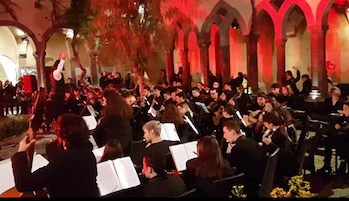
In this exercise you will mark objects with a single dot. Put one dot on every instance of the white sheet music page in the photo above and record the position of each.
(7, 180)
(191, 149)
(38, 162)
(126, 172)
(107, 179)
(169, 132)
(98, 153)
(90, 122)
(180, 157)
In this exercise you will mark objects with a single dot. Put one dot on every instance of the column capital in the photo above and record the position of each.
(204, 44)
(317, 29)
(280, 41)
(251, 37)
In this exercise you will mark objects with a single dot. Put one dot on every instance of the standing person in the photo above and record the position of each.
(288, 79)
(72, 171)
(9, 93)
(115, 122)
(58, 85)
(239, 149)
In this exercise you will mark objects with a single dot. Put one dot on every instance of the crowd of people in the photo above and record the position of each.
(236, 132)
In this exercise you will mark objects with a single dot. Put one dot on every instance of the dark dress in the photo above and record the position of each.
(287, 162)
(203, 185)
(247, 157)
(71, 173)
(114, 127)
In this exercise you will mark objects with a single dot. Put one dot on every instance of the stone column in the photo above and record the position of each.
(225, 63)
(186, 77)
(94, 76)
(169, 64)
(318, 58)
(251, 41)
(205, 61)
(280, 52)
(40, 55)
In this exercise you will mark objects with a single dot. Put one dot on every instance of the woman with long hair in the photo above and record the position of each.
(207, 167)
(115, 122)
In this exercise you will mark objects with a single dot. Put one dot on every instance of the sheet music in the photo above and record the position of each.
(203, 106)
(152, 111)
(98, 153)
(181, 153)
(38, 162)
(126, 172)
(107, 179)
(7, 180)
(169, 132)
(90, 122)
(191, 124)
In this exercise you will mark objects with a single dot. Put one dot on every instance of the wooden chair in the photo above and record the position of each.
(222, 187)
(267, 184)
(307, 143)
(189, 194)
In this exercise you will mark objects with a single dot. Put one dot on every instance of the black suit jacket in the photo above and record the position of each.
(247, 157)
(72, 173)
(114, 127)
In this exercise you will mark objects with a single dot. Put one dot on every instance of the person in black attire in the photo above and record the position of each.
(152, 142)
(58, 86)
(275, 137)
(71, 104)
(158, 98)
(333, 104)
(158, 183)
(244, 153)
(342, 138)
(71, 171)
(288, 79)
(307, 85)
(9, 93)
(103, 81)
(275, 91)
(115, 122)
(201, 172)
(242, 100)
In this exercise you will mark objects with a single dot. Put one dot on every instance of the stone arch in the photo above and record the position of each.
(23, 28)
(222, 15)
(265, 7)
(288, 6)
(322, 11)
################
Task prompt:
Make an exact copy of the whole listing, but don't bring over any pictures.

Output of the exercise:
In this exercise you will mark objects with a single dot. Put one dot on every instance of the white sheet music page in the photo above and record the position of each.
(7, 180)
(191, 149)
(38, 162)
(126, 172)
(107, 179)
(169, 132)
(98, 153)
(90, 122)
(180, 157)
In this exercise you will mark objects with a single dot. Put one dot on every instance of the column capital in the photo above and record the position of each.
(204, 44)
(317, 29)
(280, 41)
(251, 37)
In this exercise you will mark objects with a single dot. Put one dot on every instance of the standing person in the photo above and record the position of each.
(288, 79)
(72, 171)
(9, 93)
(115, 122)
(58, 85)
(239, 149)
In this exercise you will mark objects with a single dot. Put one dot on every instance of the crowd of people in the photo above and record the position of each.
(236, 132)
In this exercise you will mark objects with a single dot. Put one dot on every instance of the dark dress in the photo above and record the position of each.
(287, 162)
(203, 185)
(247, 157)
(71, 173)
(114, 127)
In this exercise you will mark objects with a single dot. Put one dot on every instance of the stone column in the photo above and record the position of each.
(225, 63)
(186, 77)
(94, 76)
(169, 64)
(318, 58)
(251, 41)
(205, 61)
(280, 52)
(40, 55)
In this exercise you will mark objects with a single dot. Put one dot on every instance of the woman with long hair in the photo above and record the position of each.
(207, 167)
(115, 122)
In this exercise you will mark objects with a single dot. Put one dot on every instance of the sheet music in the photo above and record the position of each.
(203, 106)
(152, 111)
(98, 153)
(181, 153)
(38, 162)
(126, 172)
(107, 179)
(7, 180)
(169, 132)
(90, 122)
(191, 124)
In this exercise you will mark objects with a single dot. Put one dot on every instance of the wooden chair in the photo above and record the position of each.
(222, 187)
(267, 184)
(307, 143)
(189, 194)
In this exercise you will mark objects with a single dot. Put one dot on every instance of the black suit jacket in the photo above and record the position of each.
(247, 157)
(72, 173)
(114, 127)
In this exercise you will mark objects with a single dot. Put one dot on every instance of the person in black attire in the photo above and record the position of each.
(152, 142)
(58, 86)
(275, 137)
(71, 104)
(158, 98)
(333, 104)
(158, 183)
(244, 153)
(342, 138)
(71, 171)
(288, 79)
(307, 85)
(9, 93)
(103, 81)
(275, 91)
(115, 122)
(201, 172)
(242, 100)
In this exercise you will mark objects with a single dot. Put one dot on every instance of the stone arch in the photo above and record the position of each.
(23, 28)
(222, 15)
(265, 7)
(288, 6)
(322, 11)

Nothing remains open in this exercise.